▸ TASK ITEM
Answer these questions from the news roundup below.
1. What is the name of the act meant to ban members of Congress and their spouses from owning and trading individual stocks?
2. Which organization has declared a strike?
3. How long did the previous strike, in 2007–2008, last?

▸ SELECTED EXTRACT
····················

Parks? Did someone mention public parks? Okay, now you’re basically a Nazi. We’re gonna need a bigger fine.
→ AOC and Matt Gaetz collab: The two hotheaded congresspeople—one a Democratic Socialist from New York, the other a paleoconservative from Florida—have come together to try and ban members of Congress and their spouses from owning and trading individual stocks. It’s called the Bipartisan Restoring Faith in Government Act.
“When Members have access to classified information, we should not be trading in the stock market on it. It’s really that simple,” said Congresswoman Ocasio-Cortez in a joint statement about the effort. TGIF heartily agrees!
One of my favorite Twitter accounts is the Nancy Pelosi Stock Tracker, which simply tracks her trades, and wow, she really makes good choices! It’s almost as though she has special insight into broader economic decisions and upcoming legislation. What a head for the market that one has.
Twitter, under the old regime, briefly banned the stock tracking account because, well, I’m assuming Nancy asked them to. I’ve gambled a bit in the ol’ stock market and would do the same thing as Nance, were I in her position (so would you), which is why it ought to be illegal.
→ Hollywood writers on strike! The Writers Guild of America has declared a strike. Basically, Hollywood writers have gotten crunched in the era of streaming. From what I can tell, their grievances are fair, and the studios have done everything they can to squeeze those writers into smaller and smaller deals. It’s a union town, and the strike is real. The men of late night—Jimmy Kimmel, Stephen Colbert, the other two suits—have turned off their shows. The last strike was in 2007–2008 and lasted 100 days. People got so desperate, Conan O’Brien filled airtime by spinning his wedding ring (it was great). We also got a lot more reality (sorry, unscripted) TV because of it, including the first season of Keeping Up with the Kardashians, then later Jersey Shore and 16 and Pregnant, all of which boded really well for the culture at large.
The difference now might be that studios turn to artificial intelligence for their writing, and truthfully, there are a few shows where you wouldn’t be able to tell the difference anyway.
Luckily, we can’t afford to pay our resident cartoonist, David Mamet, a salary anyway, so he’s not on strike. Take a long look people, this is your new TV:
→ I thought banning gas stoves was a conspiracy theory? Now, hold on. I was told just in January of this year that the gas stove ban was a fake right-wing culture war thing.

····················

▸ EXTRACTED INFORMATION
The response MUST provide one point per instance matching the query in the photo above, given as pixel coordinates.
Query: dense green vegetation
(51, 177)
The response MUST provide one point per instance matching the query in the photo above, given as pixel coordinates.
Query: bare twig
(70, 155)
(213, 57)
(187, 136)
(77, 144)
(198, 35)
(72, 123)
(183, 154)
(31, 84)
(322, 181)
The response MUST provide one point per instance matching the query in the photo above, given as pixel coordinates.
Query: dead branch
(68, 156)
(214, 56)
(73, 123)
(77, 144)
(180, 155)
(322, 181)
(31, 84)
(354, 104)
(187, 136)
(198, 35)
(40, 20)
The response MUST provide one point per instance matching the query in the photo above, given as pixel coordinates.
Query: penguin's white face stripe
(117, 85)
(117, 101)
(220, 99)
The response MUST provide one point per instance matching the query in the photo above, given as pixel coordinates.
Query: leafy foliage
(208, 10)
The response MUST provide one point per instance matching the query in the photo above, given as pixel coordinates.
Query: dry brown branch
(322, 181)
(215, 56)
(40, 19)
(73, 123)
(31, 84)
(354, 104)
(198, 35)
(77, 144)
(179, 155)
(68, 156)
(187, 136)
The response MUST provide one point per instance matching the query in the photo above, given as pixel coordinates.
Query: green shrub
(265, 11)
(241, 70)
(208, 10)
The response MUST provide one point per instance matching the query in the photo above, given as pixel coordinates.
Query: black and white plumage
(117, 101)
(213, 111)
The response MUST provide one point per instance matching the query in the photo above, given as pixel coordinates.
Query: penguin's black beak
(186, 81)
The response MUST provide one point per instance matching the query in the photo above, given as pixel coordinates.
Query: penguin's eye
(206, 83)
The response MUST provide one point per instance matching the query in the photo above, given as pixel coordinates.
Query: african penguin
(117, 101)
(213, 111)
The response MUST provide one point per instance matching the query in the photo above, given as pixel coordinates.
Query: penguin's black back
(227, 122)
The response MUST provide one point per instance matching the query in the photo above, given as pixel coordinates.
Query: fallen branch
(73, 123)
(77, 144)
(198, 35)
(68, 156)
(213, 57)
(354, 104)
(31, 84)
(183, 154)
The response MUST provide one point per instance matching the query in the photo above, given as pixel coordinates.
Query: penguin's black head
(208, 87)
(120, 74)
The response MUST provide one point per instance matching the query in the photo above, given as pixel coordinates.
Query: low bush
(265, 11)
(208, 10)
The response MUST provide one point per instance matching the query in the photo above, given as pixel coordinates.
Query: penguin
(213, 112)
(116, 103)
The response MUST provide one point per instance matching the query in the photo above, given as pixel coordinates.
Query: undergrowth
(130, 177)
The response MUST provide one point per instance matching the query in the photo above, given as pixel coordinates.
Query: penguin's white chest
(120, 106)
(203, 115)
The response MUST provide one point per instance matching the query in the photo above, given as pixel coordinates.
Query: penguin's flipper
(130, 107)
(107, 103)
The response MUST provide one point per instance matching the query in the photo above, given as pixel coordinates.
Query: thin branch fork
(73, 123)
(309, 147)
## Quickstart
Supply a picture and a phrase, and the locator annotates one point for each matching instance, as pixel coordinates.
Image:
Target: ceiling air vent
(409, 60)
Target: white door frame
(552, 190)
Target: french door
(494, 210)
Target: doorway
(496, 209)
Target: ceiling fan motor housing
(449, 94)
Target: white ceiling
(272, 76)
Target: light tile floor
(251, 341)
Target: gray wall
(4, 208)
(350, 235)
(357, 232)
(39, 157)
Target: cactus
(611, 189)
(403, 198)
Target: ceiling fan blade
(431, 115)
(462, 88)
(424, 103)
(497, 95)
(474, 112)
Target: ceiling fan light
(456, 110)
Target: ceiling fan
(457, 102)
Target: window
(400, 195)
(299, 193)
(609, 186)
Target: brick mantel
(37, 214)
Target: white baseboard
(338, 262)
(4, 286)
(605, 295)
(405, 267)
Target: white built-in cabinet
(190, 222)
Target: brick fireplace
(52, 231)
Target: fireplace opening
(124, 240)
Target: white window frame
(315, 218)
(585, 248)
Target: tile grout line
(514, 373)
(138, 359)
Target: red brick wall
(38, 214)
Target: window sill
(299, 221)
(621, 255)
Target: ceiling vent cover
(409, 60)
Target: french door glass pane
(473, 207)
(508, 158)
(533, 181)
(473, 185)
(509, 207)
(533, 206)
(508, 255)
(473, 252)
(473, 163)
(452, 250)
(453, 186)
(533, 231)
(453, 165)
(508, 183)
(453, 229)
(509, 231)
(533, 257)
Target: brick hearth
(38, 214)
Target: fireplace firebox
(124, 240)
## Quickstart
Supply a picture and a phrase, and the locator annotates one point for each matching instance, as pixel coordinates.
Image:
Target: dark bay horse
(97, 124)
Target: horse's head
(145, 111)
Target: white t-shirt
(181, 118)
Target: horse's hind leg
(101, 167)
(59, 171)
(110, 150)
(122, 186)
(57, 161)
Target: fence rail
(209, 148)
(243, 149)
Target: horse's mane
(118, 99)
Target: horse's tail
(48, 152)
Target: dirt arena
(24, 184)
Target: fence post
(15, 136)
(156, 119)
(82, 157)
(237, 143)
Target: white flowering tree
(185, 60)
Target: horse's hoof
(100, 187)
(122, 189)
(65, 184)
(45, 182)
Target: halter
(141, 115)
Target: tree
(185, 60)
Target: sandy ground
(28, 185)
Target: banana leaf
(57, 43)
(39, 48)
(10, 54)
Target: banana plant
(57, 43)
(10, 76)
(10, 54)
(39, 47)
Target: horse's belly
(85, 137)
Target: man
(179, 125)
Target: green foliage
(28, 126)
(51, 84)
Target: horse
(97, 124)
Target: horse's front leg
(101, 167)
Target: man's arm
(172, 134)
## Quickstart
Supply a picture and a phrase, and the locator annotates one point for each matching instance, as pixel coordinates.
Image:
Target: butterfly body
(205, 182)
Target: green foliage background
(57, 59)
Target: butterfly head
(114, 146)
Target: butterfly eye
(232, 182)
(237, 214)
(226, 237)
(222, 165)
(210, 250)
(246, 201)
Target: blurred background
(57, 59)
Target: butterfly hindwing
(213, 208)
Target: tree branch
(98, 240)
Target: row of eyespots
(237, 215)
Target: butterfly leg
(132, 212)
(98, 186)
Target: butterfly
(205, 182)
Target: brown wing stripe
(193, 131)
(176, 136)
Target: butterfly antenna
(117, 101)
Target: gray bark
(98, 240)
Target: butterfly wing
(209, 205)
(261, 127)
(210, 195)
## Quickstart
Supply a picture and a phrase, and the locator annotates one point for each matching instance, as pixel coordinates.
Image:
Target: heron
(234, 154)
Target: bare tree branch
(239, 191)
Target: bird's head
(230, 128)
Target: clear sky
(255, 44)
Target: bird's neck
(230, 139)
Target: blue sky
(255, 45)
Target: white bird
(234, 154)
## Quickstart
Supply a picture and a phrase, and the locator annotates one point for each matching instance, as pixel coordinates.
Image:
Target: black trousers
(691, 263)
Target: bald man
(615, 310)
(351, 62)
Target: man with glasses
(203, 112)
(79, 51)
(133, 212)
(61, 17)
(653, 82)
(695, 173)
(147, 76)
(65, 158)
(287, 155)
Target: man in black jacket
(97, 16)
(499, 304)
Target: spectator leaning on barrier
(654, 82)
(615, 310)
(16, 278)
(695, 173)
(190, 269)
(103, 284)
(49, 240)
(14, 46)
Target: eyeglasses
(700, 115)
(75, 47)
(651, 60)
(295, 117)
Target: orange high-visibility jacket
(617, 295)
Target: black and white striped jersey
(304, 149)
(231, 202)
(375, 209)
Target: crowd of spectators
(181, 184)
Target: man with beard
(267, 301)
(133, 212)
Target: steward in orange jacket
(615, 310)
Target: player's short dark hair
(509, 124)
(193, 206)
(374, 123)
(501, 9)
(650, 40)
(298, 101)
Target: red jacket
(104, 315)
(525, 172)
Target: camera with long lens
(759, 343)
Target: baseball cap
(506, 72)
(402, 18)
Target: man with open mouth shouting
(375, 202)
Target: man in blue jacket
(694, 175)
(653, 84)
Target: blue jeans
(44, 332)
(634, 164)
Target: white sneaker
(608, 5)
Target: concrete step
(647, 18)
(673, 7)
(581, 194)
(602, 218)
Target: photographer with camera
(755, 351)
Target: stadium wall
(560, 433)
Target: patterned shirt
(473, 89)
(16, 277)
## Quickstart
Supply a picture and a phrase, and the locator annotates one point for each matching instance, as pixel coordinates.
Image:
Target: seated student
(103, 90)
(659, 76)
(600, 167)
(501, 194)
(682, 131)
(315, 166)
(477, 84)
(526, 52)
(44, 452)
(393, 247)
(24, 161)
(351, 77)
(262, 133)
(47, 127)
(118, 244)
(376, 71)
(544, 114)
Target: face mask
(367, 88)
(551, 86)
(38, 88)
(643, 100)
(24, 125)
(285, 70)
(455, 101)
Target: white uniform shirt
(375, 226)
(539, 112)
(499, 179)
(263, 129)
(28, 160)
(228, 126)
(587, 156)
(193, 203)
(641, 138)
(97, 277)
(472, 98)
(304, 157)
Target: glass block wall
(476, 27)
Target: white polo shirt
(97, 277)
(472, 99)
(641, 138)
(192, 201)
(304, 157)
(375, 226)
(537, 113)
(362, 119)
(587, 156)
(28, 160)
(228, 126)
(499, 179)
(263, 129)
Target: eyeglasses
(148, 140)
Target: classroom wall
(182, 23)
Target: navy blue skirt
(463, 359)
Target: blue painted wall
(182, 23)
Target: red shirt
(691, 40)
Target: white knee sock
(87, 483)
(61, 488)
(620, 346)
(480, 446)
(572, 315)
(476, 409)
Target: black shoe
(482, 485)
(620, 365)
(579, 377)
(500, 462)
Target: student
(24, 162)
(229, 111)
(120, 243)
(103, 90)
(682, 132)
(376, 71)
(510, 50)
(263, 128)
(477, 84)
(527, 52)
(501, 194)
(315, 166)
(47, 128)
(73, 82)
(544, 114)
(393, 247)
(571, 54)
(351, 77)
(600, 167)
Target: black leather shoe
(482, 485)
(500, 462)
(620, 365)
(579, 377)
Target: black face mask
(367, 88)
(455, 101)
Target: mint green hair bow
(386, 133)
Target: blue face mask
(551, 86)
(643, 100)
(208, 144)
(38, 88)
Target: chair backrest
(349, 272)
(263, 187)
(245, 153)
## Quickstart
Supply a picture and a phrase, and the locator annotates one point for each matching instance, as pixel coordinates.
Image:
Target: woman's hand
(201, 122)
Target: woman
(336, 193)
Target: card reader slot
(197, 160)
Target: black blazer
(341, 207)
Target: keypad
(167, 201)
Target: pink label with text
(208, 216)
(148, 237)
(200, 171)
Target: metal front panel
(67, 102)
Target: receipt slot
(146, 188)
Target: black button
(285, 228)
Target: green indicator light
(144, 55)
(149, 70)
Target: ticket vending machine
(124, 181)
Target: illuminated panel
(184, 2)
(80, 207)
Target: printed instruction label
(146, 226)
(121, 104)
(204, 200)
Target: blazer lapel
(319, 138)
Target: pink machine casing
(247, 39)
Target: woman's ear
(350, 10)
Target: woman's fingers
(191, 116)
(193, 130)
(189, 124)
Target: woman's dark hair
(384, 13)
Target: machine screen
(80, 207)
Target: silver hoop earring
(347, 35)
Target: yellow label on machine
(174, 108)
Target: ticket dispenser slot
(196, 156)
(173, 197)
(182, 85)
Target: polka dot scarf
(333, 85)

····················

▸ SOLUTION
1. The Bipartisan Restoring Faith in Government Act
2. The Writers Guild of America
3. 100 days